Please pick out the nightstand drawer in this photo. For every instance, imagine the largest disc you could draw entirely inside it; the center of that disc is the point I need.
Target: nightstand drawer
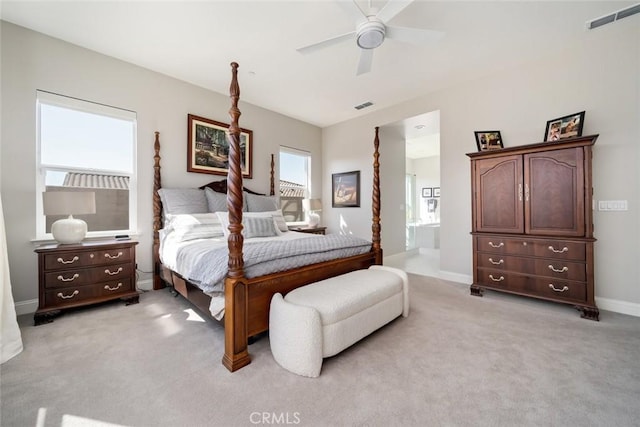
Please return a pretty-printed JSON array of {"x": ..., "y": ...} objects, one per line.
[
  {"x": 63, "y": 279},
  {"x": 76, "y": 259}
]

════════════════════

== Given request ==
Please reproduce all of the material above word for word, leaving out the pictures.

== Task output ==
Please pick out the nightstand drawer in this photo. For every instance, imagine the largest disc you could draw entirely inside it; the center of that disc is the point I need.
Target: nightstand drawer
Please return a pretty-printed JSON array of {"x": ..., "y": ...} objects, one per line.
[
  {"x": 63, "y": 279},
  {"x": 76, "y": 259}
]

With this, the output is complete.